OBJECTIVE 1> According to the book review, which state is the author Leslie Wolfe from?

-- START OF DOCUMENT SECTION --

Tuesday, October 24, 2017
Book Review: 'Dawn Girl' by Leslie Wolfe
Florida author Leslie Wolfe has assumed the role of the feminine counterpart to the Tom Clancy, Lee Child, Ian Fleming set, proving that indeed women can equal if not surpass the established norm of espionage techno-thrillers. One of the many reasons Leslie makes her novels work is her creation of strong female roles – something her male counterparts have found it difficult to do. Another couple of pluses in her corner are her penetrating interest in both psychology and technology – both of which she employs to fine use in this thriller.
Having read Leslie’s other books, DAWN GIRL whets the appetite for brilliant thriller writing. She simply does not miss a beat from the opening overture to the finale. For example, how many authors can push as much energy into the first paragraphs as this? ‘She made an effort to open her eyes, compelling her heavy eyelids to obey. She swallowed hard, her throat raw and dry, as she urged the wave of nausea to subside. Dizzy and confused, she struggled to gain awareness. Where was she? She felt numb and shaky, unable to move, as if awakening from a deep sleep or a coma. She tried to move her arms, but couldn’t. Something kept her immobilized, but didn’t hurt her. Or maybe she couldn’t feel the pain, not anymore. Her eyes started to adjust to the darkness, enough to distinguish the man moving quietly in the room. His silhouette flooded her foggy brain with a wave of memories. She gasped, feeling her throat constrict and burning tears rolling down her swollen cheeks.’ You sense the tension – but read the entire book in a short period of time to maximize the effect.

-- END OF DOCUMENT SECTION --
-- START OF DATA PROVIDED --

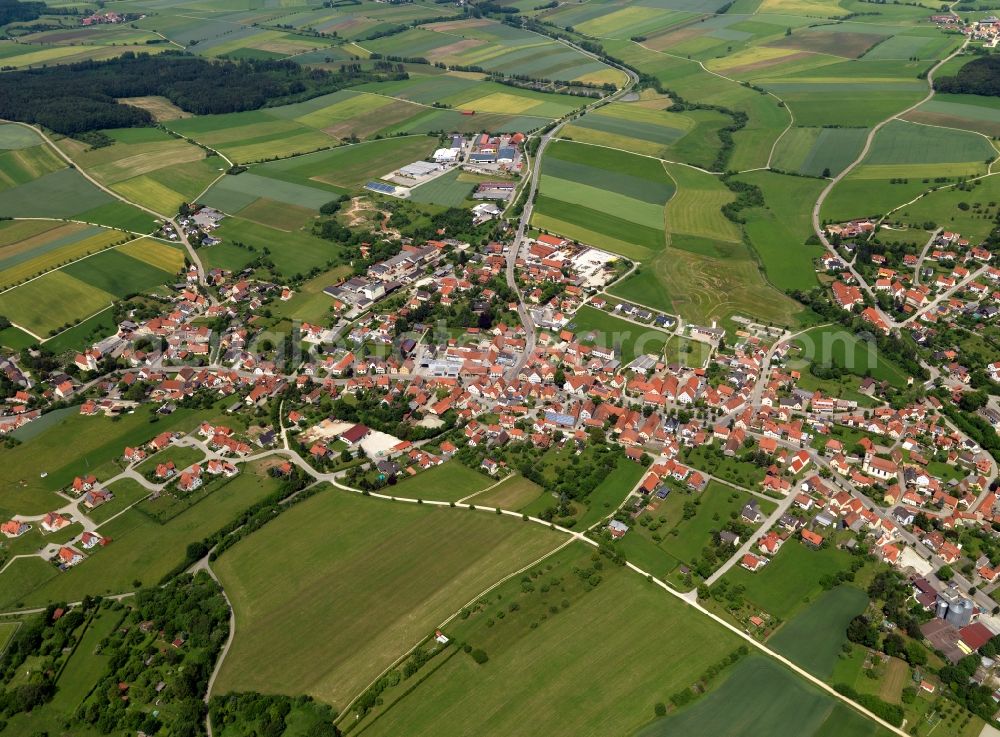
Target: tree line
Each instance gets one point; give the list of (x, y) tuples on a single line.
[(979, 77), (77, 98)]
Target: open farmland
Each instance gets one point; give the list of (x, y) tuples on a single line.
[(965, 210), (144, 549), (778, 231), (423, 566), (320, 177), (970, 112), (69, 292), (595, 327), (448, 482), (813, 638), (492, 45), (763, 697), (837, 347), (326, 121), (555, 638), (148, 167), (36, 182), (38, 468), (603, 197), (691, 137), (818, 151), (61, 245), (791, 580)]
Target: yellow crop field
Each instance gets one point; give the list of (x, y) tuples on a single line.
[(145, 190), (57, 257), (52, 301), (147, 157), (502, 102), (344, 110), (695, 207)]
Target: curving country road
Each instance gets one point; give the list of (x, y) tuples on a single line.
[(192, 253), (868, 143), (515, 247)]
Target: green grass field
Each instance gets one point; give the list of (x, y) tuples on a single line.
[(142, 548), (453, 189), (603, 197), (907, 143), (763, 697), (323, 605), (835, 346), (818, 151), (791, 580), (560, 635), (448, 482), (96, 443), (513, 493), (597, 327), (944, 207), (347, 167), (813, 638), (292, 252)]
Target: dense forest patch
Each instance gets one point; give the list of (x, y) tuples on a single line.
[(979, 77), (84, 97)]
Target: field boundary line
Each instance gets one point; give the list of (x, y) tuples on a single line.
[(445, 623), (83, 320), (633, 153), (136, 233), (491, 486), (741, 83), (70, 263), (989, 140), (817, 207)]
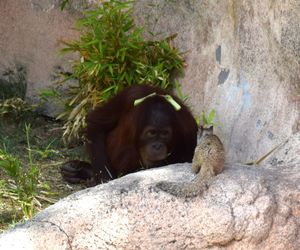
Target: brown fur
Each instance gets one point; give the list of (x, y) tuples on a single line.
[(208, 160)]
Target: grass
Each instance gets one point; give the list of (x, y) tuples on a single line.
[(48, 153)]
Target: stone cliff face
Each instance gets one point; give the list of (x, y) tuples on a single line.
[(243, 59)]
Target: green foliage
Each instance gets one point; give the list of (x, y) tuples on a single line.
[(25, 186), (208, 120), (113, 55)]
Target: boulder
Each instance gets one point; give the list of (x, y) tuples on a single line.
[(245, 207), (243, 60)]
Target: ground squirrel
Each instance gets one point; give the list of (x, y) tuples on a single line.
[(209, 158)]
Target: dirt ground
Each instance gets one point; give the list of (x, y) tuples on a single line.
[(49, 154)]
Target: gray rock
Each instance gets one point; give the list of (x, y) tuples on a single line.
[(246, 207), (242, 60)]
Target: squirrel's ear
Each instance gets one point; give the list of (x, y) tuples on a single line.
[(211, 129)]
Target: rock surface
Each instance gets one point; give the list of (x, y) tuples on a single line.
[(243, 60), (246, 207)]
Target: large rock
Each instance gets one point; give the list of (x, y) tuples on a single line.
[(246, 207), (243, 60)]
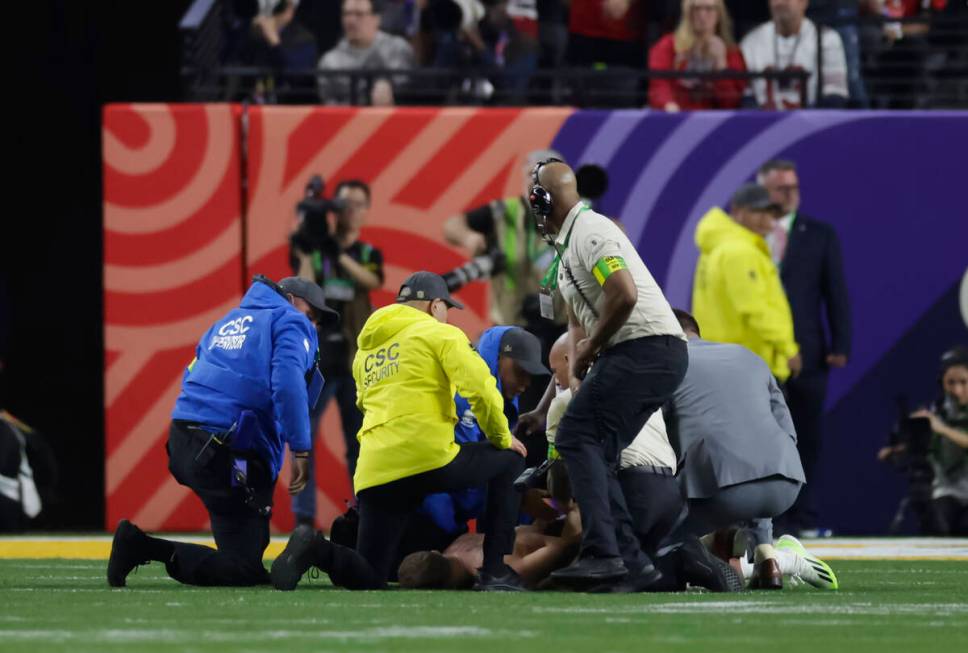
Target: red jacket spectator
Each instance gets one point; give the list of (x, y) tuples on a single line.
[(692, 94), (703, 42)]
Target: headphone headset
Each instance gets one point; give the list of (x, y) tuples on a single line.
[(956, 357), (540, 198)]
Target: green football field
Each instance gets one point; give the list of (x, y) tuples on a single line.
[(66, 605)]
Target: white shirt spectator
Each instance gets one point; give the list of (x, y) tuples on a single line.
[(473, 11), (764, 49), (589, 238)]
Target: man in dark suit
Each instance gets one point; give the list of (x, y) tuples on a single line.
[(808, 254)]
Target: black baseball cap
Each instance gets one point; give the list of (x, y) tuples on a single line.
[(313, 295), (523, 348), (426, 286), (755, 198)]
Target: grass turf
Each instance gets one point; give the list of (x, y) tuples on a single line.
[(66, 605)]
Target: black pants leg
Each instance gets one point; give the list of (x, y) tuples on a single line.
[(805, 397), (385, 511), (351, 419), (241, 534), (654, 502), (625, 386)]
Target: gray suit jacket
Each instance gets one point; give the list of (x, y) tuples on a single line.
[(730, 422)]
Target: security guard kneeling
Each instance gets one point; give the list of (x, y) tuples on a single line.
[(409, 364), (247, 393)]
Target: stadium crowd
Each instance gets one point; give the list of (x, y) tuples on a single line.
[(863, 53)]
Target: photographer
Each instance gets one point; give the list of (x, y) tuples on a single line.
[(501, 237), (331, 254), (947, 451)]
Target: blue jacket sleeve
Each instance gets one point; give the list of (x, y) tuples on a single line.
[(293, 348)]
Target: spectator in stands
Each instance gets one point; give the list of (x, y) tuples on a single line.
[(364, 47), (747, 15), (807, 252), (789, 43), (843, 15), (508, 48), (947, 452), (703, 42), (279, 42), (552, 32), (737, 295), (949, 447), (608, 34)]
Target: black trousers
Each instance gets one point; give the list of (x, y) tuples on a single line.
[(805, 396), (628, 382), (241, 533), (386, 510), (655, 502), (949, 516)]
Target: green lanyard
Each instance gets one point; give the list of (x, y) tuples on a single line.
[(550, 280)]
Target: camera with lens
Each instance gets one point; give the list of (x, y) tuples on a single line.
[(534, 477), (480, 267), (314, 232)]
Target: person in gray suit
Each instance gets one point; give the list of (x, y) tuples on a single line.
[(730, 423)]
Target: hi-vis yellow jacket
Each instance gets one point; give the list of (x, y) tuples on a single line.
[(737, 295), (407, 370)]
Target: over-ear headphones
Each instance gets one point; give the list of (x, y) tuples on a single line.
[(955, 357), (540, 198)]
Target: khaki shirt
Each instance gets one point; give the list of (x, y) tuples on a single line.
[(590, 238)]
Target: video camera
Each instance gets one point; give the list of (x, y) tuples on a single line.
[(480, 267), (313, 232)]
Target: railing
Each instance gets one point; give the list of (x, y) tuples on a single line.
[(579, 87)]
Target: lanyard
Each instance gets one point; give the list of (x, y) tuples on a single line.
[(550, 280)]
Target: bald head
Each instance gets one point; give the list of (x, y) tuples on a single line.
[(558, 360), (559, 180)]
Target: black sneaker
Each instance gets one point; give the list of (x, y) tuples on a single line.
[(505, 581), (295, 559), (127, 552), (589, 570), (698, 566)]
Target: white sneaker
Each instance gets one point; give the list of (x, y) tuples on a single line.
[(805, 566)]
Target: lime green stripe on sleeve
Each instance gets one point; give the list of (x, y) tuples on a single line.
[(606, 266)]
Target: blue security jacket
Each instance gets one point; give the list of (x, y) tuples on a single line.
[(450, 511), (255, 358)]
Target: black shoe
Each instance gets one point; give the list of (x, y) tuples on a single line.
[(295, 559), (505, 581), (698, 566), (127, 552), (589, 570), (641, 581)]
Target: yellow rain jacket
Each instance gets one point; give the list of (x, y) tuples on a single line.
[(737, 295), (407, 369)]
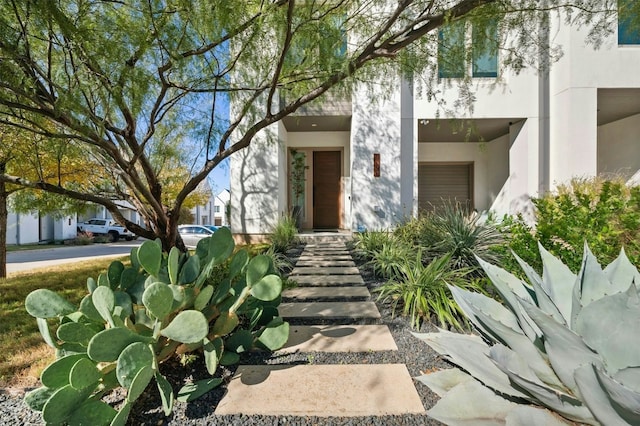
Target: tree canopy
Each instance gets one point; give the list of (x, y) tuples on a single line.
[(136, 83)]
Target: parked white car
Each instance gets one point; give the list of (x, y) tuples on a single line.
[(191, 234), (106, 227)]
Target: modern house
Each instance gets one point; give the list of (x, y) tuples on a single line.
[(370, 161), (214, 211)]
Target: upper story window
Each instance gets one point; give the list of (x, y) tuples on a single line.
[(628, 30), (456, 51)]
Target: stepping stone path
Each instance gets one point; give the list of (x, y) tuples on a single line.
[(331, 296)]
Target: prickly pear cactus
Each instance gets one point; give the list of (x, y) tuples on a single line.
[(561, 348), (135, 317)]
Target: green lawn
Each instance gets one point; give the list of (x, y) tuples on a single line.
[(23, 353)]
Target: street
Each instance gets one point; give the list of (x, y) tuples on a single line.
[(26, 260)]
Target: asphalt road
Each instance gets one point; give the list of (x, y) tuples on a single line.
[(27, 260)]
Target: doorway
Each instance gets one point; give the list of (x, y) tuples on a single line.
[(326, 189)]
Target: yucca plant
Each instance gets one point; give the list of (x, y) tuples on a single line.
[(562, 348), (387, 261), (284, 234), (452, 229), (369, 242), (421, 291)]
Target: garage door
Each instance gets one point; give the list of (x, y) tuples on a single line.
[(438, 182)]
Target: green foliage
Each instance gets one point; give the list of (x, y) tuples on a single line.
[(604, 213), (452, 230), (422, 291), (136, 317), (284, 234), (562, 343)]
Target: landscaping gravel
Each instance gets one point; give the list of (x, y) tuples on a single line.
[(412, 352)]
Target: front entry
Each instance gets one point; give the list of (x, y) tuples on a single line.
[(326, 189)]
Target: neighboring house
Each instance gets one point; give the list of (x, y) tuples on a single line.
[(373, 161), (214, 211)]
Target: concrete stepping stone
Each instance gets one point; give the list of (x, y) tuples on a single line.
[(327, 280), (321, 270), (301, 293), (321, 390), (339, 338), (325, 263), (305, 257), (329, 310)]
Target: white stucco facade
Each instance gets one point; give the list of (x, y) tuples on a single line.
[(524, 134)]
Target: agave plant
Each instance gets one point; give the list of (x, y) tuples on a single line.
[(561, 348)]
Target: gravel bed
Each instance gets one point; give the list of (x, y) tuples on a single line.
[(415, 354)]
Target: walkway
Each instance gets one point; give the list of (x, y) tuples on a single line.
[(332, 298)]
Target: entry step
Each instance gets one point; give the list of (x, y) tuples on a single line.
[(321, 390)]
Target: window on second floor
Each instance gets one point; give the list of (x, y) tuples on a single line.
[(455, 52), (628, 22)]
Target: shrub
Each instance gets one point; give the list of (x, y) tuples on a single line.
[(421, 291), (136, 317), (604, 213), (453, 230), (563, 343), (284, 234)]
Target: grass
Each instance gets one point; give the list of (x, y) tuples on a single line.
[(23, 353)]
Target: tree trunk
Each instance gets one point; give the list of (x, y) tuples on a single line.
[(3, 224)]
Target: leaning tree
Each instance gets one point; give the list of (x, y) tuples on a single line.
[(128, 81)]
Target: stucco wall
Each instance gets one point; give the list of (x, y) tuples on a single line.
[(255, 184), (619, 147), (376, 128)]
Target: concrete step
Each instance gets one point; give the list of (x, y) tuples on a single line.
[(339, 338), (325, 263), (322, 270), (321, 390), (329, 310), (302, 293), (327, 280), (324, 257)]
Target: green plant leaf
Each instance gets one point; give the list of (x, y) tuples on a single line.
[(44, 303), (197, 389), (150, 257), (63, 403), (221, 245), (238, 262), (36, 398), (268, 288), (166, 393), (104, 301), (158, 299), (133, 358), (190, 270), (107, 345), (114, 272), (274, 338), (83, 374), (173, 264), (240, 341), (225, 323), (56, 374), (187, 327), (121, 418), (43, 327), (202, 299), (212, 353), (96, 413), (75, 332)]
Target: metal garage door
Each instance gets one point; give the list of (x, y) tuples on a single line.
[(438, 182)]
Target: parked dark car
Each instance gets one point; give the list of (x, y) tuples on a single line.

-- END OF DATA PROVIDED --

OBJECTIVE 2> Identify every line in the listing that contains the string "spectator".

CORRECT RESPONSE 1> Florida

CORRECT RESPONSE 2>
Target: red jacket spectator
Target: white shirt spectator
Target: spectator in stands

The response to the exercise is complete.